• [TASK DIRECTIONS] The lines to extract begin at the one containing "[indicate] the cargo" and run to the end of the listing; set them down exactly and alone.

Excerpts from point annotation data:
— BEGIN —

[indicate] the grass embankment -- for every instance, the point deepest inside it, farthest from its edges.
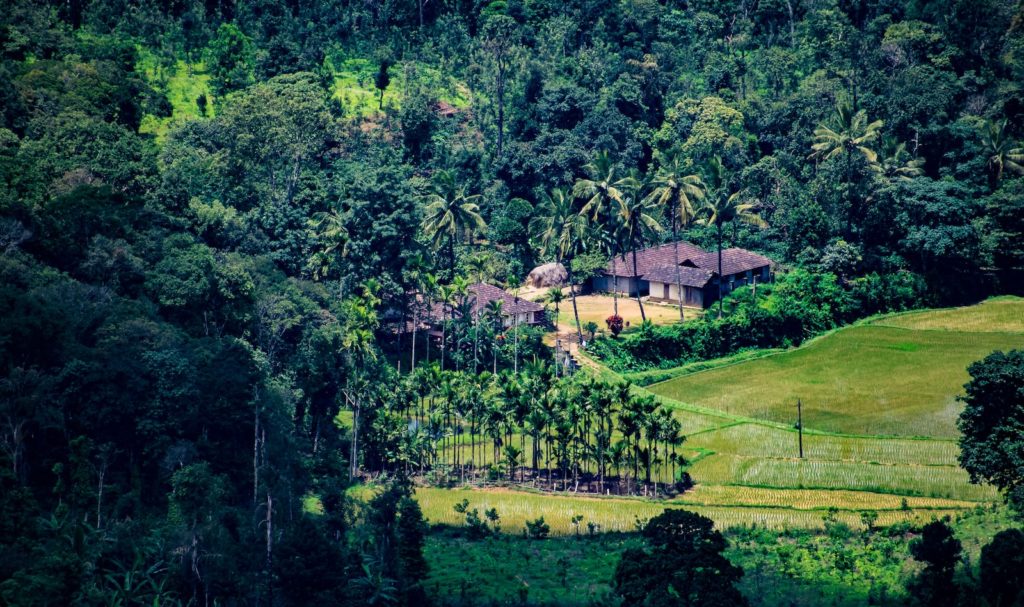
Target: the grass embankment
(728, 507)
(898, 376)
(790, 568)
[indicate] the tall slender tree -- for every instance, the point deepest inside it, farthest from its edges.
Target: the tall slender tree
(638, 220)
(676, 189)
(561, 230)
(848, 134)
(601, 191)
(720, 208)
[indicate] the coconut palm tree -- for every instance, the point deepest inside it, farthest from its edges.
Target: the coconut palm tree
(721, 208)
(478, 265)
(451, 215)
(561, 231)
(896, 163)
(514, 284)
(676, 188)
(1003, 156)
(847, 134)
(495, 314)
(601, 191)
(638, 219)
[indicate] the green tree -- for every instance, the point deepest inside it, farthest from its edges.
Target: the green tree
(451, 215)
(682, 564)
(555, 297)
(991, 442)
(601, 191)
(1003, 154)
(1001, 568)
(561, 231)
(675, 189)
(381, 81)
(230, 60)
(639, 222)
(940, 552)
(848, 135)
(721, 208)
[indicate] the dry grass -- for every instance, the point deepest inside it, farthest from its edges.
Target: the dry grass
(619, 514)
(758, 440)
(599, 307)
(1003, 314)
(862, 380)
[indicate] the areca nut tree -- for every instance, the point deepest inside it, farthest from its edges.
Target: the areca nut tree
(721, 207)
(637, 216)
(601, 191)
(561, 231)
(675, 189)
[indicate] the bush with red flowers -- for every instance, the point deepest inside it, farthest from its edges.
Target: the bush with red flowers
(614, 323)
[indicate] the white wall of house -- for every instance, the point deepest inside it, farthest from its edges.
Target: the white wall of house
(523, 318)
(625, 286)
(692, 296)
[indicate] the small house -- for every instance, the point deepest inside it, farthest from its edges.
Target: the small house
(694, 282)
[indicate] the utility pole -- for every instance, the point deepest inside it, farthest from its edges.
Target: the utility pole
(800, 427)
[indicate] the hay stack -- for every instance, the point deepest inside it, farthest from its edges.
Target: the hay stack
(549, 274)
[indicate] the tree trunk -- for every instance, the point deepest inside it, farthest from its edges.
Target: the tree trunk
(576, 310)
(679, 272)
(636, 286)
(269, 550)
(721, 278)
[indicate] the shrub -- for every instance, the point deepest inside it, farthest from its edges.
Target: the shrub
(538, 529)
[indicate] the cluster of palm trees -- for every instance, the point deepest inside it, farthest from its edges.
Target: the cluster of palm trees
(531, 427)
(620, 213)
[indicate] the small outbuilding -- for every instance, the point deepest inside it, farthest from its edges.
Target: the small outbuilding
(549, 274)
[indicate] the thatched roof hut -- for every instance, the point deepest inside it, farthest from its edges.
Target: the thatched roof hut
(549, 274)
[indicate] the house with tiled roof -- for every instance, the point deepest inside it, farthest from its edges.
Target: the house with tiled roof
(695, 280)
(514, 308)
(430, 314)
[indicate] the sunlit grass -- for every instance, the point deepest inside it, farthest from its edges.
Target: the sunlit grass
(931, 481)
(1000, 314)
(619, 514)
(861, 380)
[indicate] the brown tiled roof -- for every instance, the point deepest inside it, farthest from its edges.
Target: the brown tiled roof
(433, 312)
(733, 261)
(484, 294)
(653, 257)
(690, 276)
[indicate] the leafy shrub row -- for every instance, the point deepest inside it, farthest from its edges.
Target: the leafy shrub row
(798, 306)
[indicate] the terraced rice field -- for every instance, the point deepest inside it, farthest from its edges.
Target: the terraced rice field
(880, 407)
(894, 377)
(614, 514)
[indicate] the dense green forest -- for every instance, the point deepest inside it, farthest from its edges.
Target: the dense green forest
(218, 216)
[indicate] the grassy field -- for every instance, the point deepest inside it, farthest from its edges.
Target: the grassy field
(792, 568)
(879, 379)
(598, 307)
(622, 514)
(182, 85)
(999, 314)
(879, 410)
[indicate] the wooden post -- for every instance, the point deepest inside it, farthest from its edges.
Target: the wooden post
(800, 427)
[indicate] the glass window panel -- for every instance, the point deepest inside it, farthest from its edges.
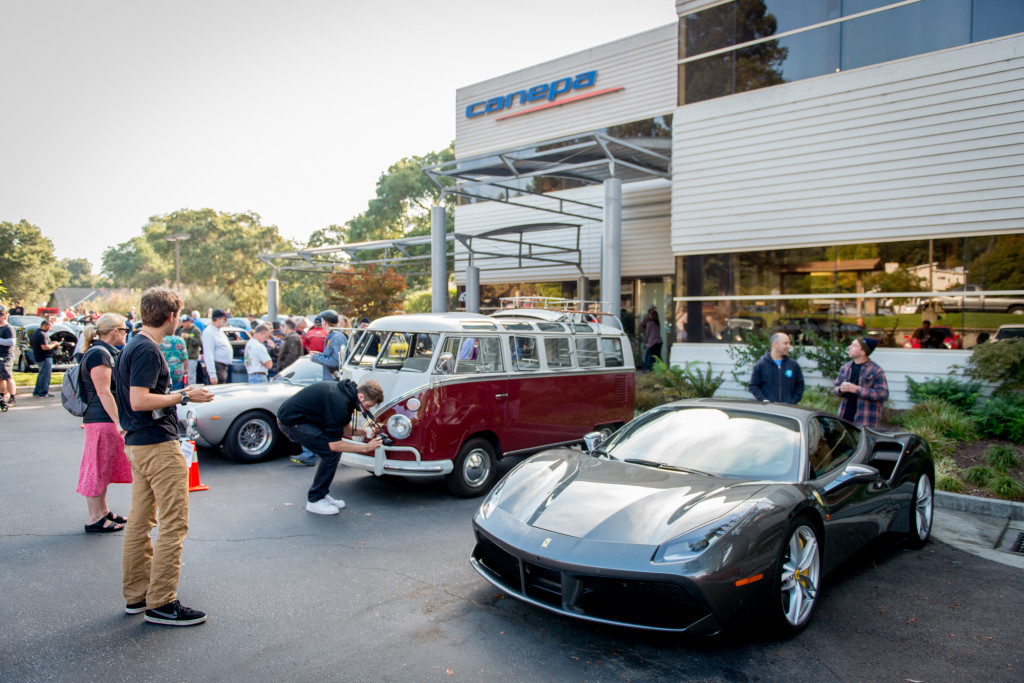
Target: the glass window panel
(557, 351)
(612, 352)
(993, 18)
(524, 353)
(916, 29)
(587, 353)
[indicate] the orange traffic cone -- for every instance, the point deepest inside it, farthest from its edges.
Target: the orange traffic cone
(188, 451)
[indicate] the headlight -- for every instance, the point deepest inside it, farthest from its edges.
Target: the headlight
(695, 542)
(399, 426)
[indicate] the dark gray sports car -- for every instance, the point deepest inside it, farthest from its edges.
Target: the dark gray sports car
(701, 514)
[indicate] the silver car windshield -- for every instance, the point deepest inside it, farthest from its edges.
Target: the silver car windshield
(723, 442)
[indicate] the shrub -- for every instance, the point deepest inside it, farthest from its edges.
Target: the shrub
(1000, 364)
(950, 484)
(979, 475)
(820, 398)
(1001, 458)
(1001, 417)
(962, 393)
(687, 382)
(1006, 486)
(939, 419)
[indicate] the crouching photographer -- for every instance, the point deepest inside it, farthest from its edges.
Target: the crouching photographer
(320, 418)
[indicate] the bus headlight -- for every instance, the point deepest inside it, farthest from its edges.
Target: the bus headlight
(399, 426)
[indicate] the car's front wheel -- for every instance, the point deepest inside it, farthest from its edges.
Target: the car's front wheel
(798, 577)
(922, 511)
(252, 437)
(475, 469)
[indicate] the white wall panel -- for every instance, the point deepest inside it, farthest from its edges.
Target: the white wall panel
(646, 250)
(644, 65)
(925, 146)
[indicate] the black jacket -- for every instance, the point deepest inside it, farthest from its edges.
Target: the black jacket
(779, 384)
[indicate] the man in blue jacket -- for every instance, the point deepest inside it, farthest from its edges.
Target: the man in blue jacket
(776, 377)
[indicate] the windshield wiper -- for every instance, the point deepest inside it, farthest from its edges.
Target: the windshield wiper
(666, 466)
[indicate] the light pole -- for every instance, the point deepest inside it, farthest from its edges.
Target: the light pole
(176, 239)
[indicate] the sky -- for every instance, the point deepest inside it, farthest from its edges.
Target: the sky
(115, 111)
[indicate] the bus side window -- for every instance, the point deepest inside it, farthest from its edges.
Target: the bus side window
(587, 355)
(612, 352)
(557, 351)
(524, 353)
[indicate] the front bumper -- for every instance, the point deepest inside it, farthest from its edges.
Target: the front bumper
(380, 464)
(607, 583)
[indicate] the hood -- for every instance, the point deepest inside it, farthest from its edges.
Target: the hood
(577, 495)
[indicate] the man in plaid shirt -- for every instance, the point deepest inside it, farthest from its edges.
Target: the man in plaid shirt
(861, 385)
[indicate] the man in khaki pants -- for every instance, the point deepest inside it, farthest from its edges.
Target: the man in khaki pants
(160, 474)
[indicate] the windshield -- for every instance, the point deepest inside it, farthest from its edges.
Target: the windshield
(724, 442)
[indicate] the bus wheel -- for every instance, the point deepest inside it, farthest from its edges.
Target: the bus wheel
(475, 469)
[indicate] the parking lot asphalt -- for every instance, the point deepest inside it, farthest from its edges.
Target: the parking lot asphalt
(384, 592)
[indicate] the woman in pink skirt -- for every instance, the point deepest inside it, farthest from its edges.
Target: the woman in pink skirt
(103, 461)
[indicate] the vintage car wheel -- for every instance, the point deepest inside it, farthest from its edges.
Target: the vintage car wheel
(922, 511)
(475, 469)
(252, 437)
(798, 577)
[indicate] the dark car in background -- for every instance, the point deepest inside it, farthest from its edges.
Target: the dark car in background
(64, 355)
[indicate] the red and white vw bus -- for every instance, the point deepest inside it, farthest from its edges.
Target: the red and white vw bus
(462, 390)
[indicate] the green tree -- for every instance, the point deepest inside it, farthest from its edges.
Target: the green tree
(366, 291)
(80, 270)
(28, 265)
(222, 252)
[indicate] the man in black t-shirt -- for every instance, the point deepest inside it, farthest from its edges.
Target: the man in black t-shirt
(317, 417)
(160, 488)
(42, 355)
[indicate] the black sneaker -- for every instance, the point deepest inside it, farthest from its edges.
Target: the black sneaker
(175, 613)
(135, 607)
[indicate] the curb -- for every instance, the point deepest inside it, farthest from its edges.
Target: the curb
(980, 506)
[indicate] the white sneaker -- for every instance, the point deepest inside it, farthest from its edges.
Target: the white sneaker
(322, 507)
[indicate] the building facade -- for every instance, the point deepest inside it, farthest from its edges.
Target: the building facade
(778, 160)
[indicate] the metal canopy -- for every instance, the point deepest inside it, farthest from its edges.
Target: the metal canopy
(587, 159)
(507, 244)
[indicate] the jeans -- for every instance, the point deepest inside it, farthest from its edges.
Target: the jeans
(313, 438)
(43, 381)
(160, 482)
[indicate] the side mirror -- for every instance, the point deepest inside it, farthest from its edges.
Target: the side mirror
(592, 440)
(859, 474)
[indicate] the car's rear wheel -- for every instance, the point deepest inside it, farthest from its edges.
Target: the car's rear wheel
(798, 577)
(922, 511)
(252, 437)
(475, 469)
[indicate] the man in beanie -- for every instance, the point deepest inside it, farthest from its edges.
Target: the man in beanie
(861, 385)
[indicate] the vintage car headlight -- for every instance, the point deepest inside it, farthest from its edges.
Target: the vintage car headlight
(693, 543)
(399, 426)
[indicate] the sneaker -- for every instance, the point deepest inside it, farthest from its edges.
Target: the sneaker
(322, 507)
(135, 607)
(175, 613)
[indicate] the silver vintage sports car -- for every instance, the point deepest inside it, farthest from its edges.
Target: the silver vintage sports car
(701, 514)
(243, 418)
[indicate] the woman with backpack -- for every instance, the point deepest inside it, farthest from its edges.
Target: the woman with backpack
(103, 460)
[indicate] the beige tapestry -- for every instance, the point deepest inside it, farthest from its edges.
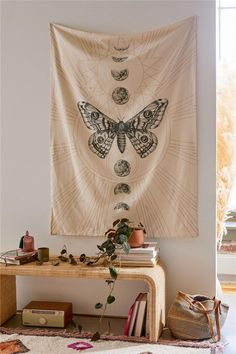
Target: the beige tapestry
(123, 130)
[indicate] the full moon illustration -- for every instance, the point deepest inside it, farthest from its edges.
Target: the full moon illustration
(120, 95)
(122, 168)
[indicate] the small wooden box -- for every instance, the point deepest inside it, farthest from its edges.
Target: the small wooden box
(47, 314)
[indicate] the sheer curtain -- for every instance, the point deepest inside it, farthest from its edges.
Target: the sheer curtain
(226, 115)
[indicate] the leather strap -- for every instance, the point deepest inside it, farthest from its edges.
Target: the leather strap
(198, 306)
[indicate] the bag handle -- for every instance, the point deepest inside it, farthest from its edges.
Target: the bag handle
(197, 305)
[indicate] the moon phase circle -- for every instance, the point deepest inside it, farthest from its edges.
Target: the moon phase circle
(122, 168)
(120, 75)
(122, 206)
(120, 95)
(122, 188)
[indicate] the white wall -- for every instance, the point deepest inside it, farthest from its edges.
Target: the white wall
(25, 142)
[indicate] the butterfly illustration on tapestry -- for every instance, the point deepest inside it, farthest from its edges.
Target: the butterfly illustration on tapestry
(136, 129)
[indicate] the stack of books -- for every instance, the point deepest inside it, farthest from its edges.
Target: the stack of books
(144, 256)
(17, 257)
(137, 321)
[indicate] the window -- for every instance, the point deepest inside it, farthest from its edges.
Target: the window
(226, 58)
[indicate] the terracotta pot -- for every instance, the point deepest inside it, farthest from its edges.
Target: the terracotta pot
(136, 239)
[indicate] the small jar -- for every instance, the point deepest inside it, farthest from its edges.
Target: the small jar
(28, 242)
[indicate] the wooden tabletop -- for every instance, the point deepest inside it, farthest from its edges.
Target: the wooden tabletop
(79, 271)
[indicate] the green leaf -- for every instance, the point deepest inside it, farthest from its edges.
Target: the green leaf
(100, 248)
(98, 305)
(113, 272)
(108, 231)
(126, 247)
(110, 299)
(110, 249)
(124, 220)
(105, 244)
(116, 222)
(123, 238)
(96, 336)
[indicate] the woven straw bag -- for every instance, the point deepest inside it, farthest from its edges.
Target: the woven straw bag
(196, 317)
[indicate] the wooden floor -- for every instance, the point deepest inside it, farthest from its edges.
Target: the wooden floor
(229, 329)
(117, 325)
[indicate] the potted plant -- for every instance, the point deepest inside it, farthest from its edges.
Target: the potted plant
(123, 235)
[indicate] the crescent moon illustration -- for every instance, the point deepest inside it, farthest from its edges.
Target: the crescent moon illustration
(121, 49)
(120, 75)
(122, 206)
(119, 59)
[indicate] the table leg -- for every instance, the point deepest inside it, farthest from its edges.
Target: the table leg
(8, 297)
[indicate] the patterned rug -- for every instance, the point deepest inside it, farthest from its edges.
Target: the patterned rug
(56, 341)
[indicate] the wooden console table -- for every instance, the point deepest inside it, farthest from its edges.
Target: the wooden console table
(154, 277)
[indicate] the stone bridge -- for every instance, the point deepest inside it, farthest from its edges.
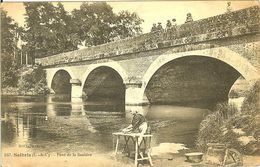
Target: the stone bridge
(195, 62)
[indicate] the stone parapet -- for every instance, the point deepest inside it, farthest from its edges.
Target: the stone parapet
(237, 23)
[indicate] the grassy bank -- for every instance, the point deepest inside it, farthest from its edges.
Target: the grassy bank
(227, 125)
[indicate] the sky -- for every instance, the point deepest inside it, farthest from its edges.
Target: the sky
(150, 11)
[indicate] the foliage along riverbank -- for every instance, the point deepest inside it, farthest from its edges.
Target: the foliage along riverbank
(30, 81)
(238, 129)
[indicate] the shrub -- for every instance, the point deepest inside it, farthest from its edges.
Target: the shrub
(221, 125)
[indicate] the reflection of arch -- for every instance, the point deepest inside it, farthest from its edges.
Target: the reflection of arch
(64, 86)
(113, 65)
(52, 73)
(223, 54)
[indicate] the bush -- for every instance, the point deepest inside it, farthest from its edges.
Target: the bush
(212, 128)
(228, 126)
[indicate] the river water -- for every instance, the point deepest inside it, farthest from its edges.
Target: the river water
(54, 124)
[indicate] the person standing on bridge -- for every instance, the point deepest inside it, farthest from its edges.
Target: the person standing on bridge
(189, 18)
(229, 8)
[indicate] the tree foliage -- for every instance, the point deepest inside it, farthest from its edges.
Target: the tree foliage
(9, 39)
(48, 29)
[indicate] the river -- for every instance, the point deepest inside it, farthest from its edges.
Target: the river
(54, 124)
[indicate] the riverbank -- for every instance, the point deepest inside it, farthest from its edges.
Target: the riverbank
(101, 160)
(15, 91)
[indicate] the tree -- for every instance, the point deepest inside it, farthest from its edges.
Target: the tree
(9, 39)
(48, 29)
(97, 23)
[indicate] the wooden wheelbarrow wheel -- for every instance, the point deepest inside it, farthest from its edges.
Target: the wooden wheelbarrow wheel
(236, 156)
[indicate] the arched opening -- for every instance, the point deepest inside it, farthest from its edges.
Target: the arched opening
(61, 83)
(191, 81)
(104, 90)
(182, 91)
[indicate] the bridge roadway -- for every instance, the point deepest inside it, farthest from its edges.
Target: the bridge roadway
(197, 61)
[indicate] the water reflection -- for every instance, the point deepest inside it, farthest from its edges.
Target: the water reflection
(56, 124)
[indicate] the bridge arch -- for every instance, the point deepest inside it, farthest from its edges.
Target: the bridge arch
(111, 64)
(106, 71)
(222, 54)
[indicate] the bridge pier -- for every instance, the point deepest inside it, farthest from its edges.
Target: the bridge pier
(134, 95)
(76, 94)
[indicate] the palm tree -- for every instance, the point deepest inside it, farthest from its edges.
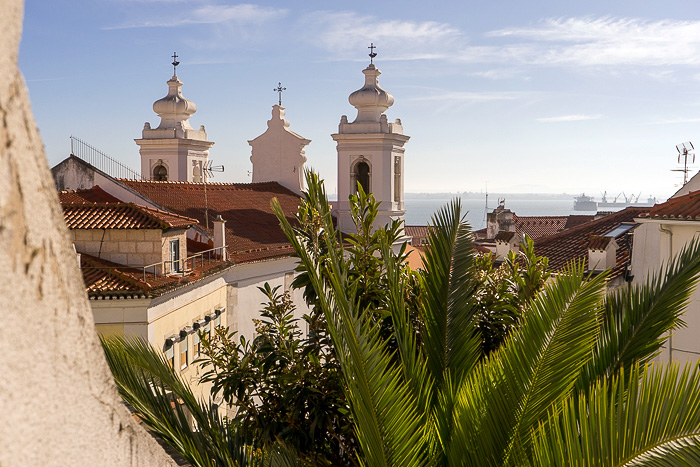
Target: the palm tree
(572, 385)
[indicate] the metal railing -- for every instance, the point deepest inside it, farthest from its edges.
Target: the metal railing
(100, 160)
(215, 254)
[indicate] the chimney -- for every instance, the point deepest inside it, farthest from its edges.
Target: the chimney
(602, 253)
(220, 235)
(500, 219)
(506, 242)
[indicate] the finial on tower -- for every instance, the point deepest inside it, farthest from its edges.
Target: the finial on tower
(279, 90)
(372, 53)
(175, 63)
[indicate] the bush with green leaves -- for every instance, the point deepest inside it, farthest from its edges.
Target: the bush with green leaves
(570, 383)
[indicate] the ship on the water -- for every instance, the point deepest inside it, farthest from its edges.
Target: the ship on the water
(587, 203)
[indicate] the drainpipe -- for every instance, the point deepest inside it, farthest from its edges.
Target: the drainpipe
(220, 236)
(670, 256)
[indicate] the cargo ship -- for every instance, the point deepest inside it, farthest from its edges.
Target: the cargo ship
(587, 203)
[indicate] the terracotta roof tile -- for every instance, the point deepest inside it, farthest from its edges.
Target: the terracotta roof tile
(572, 244)
(93, 195)
(416, 230)
(252, 230)
(104, 278)
(504, 236)
(539, 226)
(121, 216)
(598, 242)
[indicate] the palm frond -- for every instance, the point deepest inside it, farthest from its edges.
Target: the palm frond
(637, 317)
(450, 340)
(649, 416)
(384, 410)
(165, 403)
(537, 366)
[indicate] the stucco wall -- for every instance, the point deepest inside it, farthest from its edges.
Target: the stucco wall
(654, 243)
(129, 247)
(58, 401)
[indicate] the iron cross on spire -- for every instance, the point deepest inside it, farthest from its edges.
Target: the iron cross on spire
(175, 63)
(372, 53)
(279, 90)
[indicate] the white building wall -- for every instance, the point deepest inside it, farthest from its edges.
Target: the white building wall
(655, 242)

— END —

• [SOLUTION]
[indicate] the cargo ship -- for every instance, the point deepest inside it, farthest from its edges.
Target: the cargo ship
(587, 203)
[indicate] the terracotta roof tile -- for every instance, the point deepest inside it, farthest from its edges.
Target: the terracotta roof tile
(572, 244)
(93, 195)
(416, 230)
(252, 230)
(104, 278)
(504, 236)
(539, 226)
(121, 216)
(598, 242)
[indicate] the palm frond -- for every instance, the point deepest inside it, farthest from its edges.
Target: the palm frond
(637, 317)
(450, 340)
(649, 416)
(384, 410)
(165, 403)
(537, 366)
[indicate] the stucco wall -- for every instance, the point deepest inside it, farthest from its edges.
Target: the stucco wall
(654, 243)
(129, 247)
(58, 401)
[indicate] the iron cross on spire -- for every instance, the point deepest inside it, farthest from its edges.
Target: the iron cross on spire
(175, 63)
(372, 53)
(279, 90)
[indicate] the white building wall -- for every instance, the point deepest inside it, farthest from its edges.
Target: the white building wall
(655, 242)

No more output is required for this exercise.